Filter this data down to the lines that hold "When", and copy them.

[Opening EXTRACTED INFORMATION section]

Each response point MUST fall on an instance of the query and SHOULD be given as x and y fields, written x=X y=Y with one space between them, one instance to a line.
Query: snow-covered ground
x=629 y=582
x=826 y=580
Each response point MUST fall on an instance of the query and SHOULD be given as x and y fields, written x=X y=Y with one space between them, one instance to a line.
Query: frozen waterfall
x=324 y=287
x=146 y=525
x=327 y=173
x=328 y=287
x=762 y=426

[Closing EXTRACTED INFORMATION section]
[Opening EXTRACTED INFORMATION section]

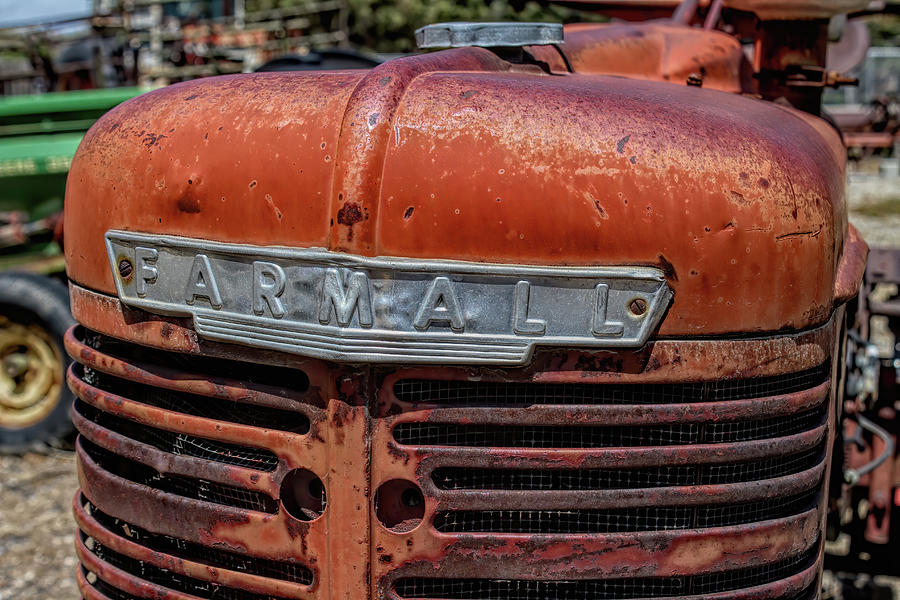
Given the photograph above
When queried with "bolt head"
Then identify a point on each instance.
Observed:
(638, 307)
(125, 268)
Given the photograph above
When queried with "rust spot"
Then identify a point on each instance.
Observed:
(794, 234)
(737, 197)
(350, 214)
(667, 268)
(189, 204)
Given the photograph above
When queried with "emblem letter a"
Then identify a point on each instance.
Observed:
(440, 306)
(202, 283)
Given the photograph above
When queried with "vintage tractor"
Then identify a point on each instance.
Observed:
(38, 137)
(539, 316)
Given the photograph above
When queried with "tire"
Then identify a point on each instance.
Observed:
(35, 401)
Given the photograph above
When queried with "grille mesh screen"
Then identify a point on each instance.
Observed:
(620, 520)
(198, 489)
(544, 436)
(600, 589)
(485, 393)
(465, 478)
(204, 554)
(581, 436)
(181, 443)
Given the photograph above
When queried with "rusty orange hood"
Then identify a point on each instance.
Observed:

[Closing EXTRACTED INFORMATION section]

RESPONSE TO THIS EXERCISE:
When queried with "bolt head"
When queried with "rust spot"
When queried with "emblem letter a"
When queried with "vintage tractor"
When queried with "tire"
When queried with "grille mesh screen"
When queried with "rusty orange hood"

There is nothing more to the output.